» Extract provided:
───

Optimal algorithm for this string decompression

I have been working on an exercise from google's dev tech guide. It is called Compression and Decompression you can check the following link to get the description of the problem Challenge Description.
Here is my code for the solution:
public static String decompressV2 (String string, int start, int times) {
String result = "";
for (int i = 0; i < times; i++) {
inner:
{
for (int j = start; j < string.length(); j++) {
if (isNumeric(string.substring(j, j + 1))) {
String num = string.substring(j, j + 1);
int times2 = Integer.parseInt(num);
String temp = decompressV2(string, j + 2, times2);
result = result + temp;
int next_j = find_next(string, j + 2);
j = next_j;
continue;
}
if (string.substring(j, j + 1).equals("]")) { // Si es un bracket cerrado
break inner;
}
result = result + string.substring(j,j+1);
}
}
}
return result;
}
public static int find_next(String string, int start) {
int count = 0;
for (int i = start; i < string.length(); i++) {
if (string.substring(i, i+1).equals("[")) {
count= count + 1;
}
if (string.substring(i, i +1).equals("]") && count> 0) {
count = count- 1;
continue;
}
if (string.substring(i, i +1).equals("]") && count== 0) {
return i;
}
}
return -111111;
}
I will explain a little bit about the inner workings of my approach. It is a basic solution involves use of simple recursion and loops.
So, let's start from the beggining with a simple decompression:
DevTech.decompressV2("2[3[a]b]", 0, 1);
As you can see, the 0 indicates that it has to iterate over the string at index 0, and the 1 indicates that the string has to be evaluated only once: 1[ 2[3[a]b] ]
The core here is that everytime you encounter a number you call the algorithm again(recursively) and continue where the string insides its brackets ends, that's the find_next function for.

───

» Short exercise A: Pull out each line of the records that contains the word "bumper", and list those lines in their original order.
» Short exercise B: Extend the forum post on the string decompression algorithm, starting after its final sentence.
The forum post on string decompression and the records have no connection to each other.

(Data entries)
───

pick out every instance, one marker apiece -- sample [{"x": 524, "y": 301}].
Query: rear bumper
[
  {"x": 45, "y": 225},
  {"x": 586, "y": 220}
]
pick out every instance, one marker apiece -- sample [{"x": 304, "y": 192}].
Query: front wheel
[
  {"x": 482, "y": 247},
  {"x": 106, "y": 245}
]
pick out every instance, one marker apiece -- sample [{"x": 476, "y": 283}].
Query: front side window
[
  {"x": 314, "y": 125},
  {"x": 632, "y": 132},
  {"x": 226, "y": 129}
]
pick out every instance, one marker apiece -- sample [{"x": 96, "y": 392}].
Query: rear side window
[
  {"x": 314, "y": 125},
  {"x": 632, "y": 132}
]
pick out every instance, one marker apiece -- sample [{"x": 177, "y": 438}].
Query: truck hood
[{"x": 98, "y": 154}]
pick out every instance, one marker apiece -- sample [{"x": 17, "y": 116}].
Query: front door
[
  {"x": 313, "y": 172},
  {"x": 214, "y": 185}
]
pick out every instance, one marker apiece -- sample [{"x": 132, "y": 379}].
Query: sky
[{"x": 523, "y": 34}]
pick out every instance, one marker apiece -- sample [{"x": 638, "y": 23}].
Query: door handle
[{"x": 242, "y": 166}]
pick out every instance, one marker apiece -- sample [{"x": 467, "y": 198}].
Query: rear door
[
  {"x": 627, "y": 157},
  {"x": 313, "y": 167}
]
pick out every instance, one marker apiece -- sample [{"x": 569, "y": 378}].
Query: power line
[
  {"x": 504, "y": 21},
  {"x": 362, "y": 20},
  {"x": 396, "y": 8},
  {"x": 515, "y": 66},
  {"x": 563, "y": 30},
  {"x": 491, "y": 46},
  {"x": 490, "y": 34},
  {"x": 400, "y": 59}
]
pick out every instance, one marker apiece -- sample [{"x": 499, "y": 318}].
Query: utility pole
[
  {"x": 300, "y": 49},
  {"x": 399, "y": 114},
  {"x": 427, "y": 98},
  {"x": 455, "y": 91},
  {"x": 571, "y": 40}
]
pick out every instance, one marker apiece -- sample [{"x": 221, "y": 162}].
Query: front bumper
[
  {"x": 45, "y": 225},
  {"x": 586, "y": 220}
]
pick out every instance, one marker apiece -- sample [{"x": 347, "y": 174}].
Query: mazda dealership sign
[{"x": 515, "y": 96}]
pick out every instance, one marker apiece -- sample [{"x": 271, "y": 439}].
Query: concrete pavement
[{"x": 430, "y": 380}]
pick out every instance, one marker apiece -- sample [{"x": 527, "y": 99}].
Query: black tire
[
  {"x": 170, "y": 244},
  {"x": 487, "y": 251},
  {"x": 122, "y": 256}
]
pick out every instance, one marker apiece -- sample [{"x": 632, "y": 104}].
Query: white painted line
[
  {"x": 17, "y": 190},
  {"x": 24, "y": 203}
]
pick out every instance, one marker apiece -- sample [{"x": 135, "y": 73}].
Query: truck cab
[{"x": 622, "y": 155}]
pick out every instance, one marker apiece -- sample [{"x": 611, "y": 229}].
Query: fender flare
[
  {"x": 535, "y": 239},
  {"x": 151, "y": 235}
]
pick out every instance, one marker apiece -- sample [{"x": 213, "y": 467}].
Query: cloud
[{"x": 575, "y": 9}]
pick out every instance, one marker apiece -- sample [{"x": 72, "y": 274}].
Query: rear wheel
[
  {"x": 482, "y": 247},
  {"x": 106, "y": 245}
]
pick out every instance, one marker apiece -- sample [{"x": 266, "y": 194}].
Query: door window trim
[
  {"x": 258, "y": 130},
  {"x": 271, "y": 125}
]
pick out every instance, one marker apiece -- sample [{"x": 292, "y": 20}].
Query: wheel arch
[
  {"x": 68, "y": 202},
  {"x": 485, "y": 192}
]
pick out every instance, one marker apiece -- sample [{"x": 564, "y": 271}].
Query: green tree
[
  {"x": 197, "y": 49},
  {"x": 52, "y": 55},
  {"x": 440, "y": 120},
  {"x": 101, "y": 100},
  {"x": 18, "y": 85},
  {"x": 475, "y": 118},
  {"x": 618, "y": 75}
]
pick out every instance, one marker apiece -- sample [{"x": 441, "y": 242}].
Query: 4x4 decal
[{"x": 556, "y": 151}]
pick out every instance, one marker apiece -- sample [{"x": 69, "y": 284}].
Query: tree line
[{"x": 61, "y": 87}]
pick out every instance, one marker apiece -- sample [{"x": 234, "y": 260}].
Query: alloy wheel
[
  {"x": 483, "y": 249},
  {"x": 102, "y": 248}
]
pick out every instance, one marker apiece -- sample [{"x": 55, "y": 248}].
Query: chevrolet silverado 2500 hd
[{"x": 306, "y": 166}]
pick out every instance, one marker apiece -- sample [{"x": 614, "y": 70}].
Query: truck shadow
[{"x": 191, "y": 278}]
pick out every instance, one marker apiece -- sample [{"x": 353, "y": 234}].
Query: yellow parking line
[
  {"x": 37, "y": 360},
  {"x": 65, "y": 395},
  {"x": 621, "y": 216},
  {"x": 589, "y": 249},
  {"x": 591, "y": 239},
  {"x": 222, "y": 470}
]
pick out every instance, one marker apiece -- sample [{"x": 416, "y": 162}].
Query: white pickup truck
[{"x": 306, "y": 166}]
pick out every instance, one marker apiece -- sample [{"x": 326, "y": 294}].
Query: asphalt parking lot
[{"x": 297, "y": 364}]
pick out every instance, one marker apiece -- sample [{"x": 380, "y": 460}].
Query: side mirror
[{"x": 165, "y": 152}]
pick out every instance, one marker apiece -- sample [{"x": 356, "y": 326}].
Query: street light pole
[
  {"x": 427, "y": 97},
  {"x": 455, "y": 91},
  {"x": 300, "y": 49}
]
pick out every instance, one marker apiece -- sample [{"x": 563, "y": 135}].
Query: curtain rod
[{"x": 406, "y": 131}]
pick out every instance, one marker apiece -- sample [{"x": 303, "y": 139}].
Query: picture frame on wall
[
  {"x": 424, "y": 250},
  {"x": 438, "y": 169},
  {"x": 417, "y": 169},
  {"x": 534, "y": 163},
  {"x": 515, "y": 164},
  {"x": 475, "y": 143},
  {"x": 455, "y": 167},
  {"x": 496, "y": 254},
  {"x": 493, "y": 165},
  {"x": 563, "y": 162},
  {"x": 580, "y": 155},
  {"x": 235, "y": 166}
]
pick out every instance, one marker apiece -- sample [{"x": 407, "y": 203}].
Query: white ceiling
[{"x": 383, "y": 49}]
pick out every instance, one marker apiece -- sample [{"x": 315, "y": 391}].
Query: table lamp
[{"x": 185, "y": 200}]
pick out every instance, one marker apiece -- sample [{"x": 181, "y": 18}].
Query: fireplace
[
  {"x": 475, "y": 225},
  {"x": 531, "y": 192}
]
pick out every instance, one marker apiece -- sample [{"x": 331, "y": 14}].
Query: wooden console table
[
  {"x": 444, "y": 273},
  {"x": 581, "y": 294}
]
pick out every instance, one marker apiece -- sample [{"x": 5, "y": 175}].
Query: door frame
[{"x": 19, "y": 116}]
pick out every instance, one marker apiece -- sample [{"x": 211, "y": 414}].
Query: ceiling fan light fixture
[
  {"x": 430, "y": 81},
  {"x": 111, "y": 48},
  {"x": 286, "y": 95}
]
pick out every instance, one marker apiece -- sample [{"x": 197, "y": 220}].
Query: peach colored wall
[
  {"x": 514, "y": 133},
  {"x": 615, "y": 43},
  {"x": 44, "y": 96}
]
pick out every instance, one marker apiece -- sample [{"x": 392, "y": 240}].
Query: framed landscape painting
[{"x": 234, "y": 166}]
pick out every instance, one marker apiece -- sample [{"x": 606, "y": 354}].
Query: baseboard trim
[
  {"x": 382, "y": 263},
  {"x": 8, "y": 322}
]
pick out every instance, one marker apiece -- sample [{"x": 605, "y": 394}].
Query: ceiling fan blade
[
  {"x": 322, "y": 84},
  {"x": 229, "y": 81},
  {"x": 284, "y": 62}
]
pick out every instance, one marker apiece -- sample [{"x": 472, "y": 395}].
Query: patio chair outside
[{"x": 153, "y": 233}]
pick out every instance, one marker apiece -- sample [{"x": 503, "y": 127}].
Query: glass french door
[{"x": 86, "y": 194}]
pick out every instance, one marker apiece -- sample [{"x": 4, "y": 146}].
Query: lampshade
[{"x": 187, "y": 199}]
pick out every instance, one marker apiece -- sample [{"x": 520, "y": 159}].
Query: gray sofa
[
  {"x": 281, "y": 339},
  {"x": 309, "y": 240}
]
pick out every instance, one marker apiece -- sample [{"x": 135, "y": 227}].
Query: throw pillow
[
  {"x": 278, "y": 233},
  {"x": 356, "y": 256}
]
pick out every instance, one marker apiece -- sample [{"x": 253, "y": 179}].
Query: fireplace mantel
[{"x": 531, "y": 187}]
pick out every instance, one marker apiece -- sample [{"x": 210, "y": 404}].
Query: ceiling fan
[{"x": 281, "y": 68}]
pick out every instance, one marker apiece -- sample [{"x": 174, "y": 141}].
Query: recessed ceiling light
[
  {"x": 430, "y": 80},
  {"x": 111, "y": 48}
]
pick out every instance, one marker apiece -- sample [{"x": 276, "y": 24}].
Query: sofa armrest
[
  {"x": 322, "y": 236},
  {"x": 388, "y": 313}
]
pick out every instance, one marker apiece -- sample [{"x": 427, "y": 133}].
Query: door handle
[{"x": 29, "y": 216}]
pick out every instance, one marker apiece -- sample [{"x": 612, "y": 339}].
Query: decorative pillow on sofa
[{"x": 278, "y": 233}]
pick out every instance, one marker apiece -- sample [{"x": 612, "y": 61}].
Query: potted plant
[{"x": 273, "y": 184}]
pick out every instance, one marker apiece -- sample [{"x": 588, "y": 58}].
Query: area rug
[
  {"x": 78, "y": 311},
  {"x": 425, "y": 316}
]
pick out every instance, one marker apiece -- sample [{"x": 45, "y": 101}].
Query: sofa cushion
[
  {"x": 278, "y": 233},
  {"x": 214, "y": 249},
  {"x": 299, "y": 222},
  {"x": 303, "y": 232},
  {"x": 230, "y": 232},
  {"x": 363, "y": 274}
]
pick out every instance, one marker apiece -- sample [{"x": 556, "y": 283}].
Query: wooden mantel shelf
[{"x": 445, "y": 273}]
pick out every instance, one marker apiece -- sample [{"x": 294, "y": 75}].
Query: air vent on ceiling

───

» Task answer A:
Query: rear bumper
Query: front bumper

» Task answer B:
When it finds a close brackets, the inner loop breaks, that's the way I choose to make the stop sign.
I think that would be the main idea behind the algorithm, if you read the code closely you'll get the full picture.
So here are some of my concerns about the way I've written the solution:
I could not find a more clean solution to tell the algorithm were to go next if it finds a number. So I kind of hardcoded it with the find_next function. Is there a way to do this more clean inside the decompress func ?
About performance, It wastes a lot of time by doing the same thing again, when you have a number bigger than 1 at the begging of a bracket.
I am relatively to programming so maybe this code also needs an improvement not in the idea, but in the ways It's written. So would be very grateful to get some suggestions.
This is the approach I figure out but I am sure there are a couple more, I could not think of anyone but It would be great if you could tell your ideas.
In the description it tells you some things that you should be awared of when developing the solutions. They are: handling non-repeated strings, handling repetitions inside, not doing the same job twice, not copying too much. Are these covered by my approach ?
And the last point It's about tets cases, I know that confidence is very important when developing solutions, and the best way to give confidence to an algorithm is test cases. I tried a few and they all worked as expected. But what techniques do you recommend for developing test cases. Are there any softwares?
So that would be all guys, I am new to the community so I am open to suggestions about the how to improve the quality of the question. Cheers!
Your solution involves a lot of string copying that really slows it down. Instead of returning strings that you concatenate, you should pass a StringBuilder into every call and append substrings onto that.
That means you can use your return value to indicate the position to continue scanning from.
You're also parsing repeated parts of the source string more than once.
My solution looks like this:
public static String decompress(String src)
{
StringBuilder dest = new StringBuilder();
_decomp2(dest, src, 0);
return dest.toString();
}
private static int _decomp2(StringBuilder dest, String src, int pos)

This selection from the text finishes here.